DATA IN THIS EXERCISE
___

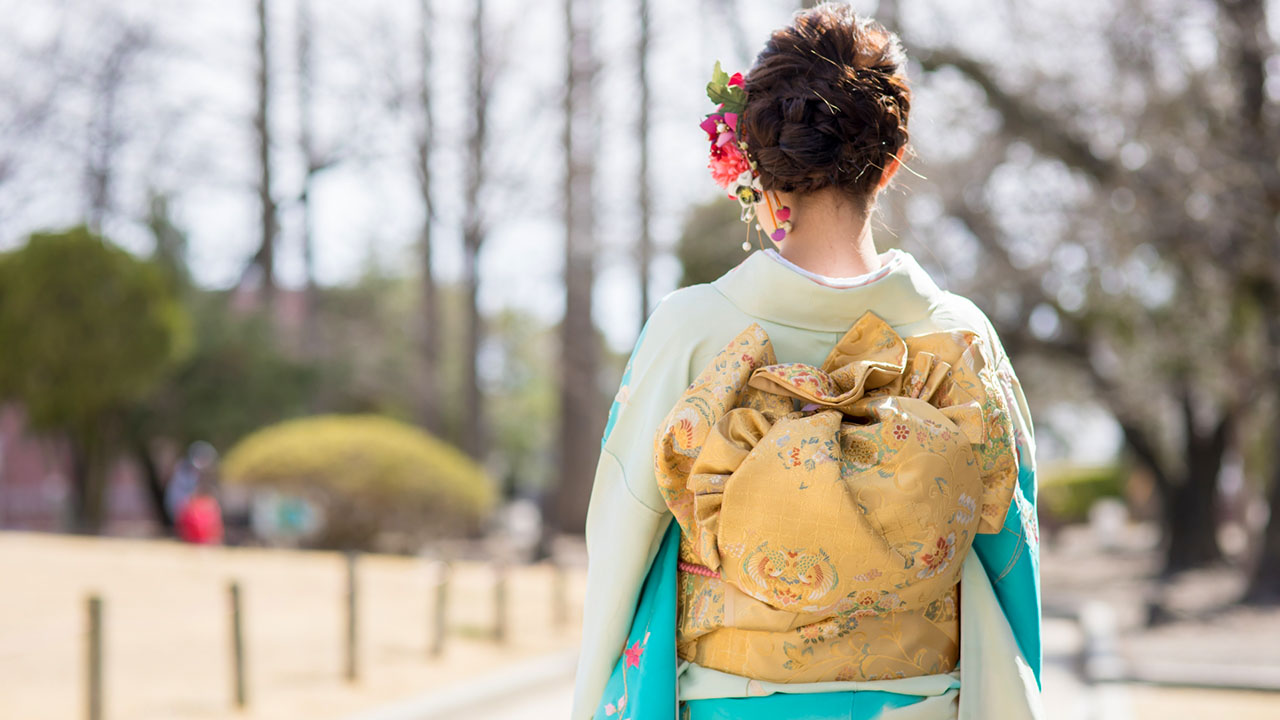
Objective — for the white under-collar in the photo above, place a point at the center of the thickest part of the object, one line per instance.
(888, 259)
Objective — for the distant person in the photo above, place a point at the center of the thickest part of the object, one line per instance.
(186, 477)
(200, 520)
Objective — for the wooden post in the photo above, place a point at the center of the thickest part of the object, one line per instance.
(238, 647)
(560, 595)
(94, 657)
(442, 598)
(499, 602)
(352, 607)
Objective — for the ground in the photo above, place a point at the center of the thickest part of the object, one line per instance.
(168, 632)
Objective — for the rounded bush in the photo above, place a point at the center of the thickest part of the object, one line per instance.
(379, 482)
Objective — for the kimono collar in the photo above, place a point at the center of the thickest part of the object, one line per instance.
(767, 290)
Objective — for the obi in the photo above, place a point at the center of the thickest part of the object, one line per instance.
(826, 511)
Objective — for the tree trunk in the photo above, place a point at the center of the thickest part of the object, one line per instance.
(312, 165)
(474, 441)
(152, 482)
(1265, 583)
(581, 415)
(645, 249)
(88, 482)
(429, 313)
(265, 256)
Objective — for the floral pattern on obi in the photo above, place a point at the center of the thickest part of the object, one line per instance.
(832, 506)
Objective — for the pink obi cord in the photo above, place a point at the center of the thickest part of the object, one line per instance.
(698, 569)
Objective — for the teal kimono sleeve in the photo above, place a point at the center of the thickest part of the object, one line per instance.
(1011, 556)
(643, 683)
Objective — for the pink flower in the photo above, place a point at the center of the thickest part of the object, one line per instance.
(634, 655)
(727, 162)
(709, 126)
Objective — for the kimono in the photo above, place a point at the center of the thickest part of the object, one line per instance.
(630, 666)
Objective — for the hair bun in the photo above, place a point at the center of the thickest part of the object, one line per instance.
(827, 103)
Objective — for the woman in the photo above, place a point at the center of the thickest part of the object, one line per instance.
(817, 460)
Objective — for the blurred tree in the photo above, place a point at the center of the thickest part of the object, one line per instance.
(429, 411)
(581, 411)
(475, 440)
(371, 475)
(1132, 235)
(87, 329)
(108, 132)
(261, 268)
(522, 391)
(643, 180)
(711, 242)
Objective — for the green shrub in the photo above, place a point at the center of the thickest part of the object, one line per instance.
(1068, 492)
(374, 478)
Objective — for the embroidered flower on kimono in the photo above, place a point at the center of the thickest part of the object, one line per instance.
(634, 654)
(727, 163)
(818, 632)
(622, 395)
(942, 554)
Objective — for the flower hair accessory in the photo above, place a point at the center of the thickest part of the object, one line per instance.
(731, 165)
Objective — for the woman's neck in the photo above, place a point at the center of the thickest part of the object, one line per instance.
(831, 236)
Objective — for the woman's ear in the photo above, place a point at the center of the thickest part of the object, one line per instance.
(891, 169)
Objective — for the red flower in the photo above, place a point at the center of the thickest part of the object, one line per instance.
(632, 655)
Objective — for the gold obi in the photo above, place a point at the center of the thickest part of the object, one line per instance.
(824, 511)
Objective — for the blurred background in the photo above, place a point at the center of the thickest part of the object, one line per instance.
(311, 314)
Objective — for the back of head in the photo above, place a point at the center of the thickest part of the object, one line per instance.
(827, 103)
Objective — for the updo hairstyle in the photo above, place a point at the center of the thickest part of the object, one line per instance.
(827, 103)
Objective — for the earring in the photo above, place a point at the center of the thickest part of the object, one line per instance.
(781, 218)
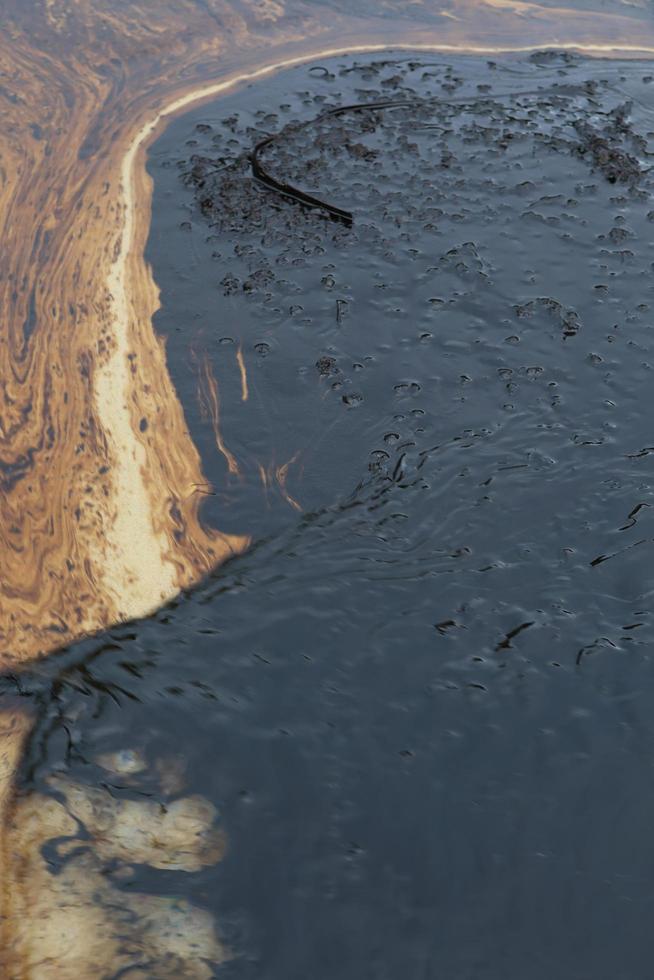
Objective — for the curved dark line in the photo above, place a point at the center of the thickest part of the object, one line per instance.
(340, 214)
(300, 196)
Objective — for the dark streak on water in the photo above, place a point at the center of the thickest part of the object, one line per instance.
(424, 707)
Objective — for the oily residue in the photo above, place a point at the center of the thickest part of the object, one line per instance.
(437, 398)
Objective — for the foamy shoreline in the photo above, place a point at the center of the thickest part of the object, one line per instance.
(136, 569)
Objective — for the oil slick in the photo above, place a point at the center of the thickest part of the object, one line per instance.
(65, 915)
(99, 513)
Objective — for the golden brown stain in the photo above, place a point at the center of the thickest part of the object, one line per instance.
(210, 404)
(99, 517)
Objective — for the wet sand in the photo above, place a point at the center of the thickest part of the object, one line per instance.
(100, 510)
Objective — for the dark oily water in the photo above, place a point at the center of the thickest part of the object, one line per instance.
(422, 702)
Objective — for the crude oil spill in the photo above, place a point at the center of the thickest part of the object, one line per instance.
(422, 703)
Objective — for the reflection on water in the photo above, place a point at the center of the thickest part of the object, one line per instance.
(408, 733)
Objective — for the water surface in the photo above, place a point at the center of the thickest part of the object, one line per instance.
(422, 701)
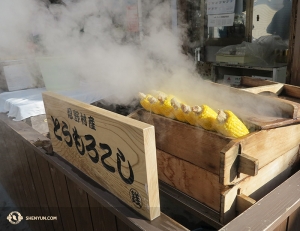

___

GOAL
Which lines in the material above contain the word "pink"? Report each of those lines in full.

RESPONSE TO THIS TASK
Objective — for the pink obi cord in the photo above, place a point at the center of the thickest part of the object, one line per instance.
Objective — for the pink flower in the photo above, place a point at the center of the thickest part of the object, one line per instance.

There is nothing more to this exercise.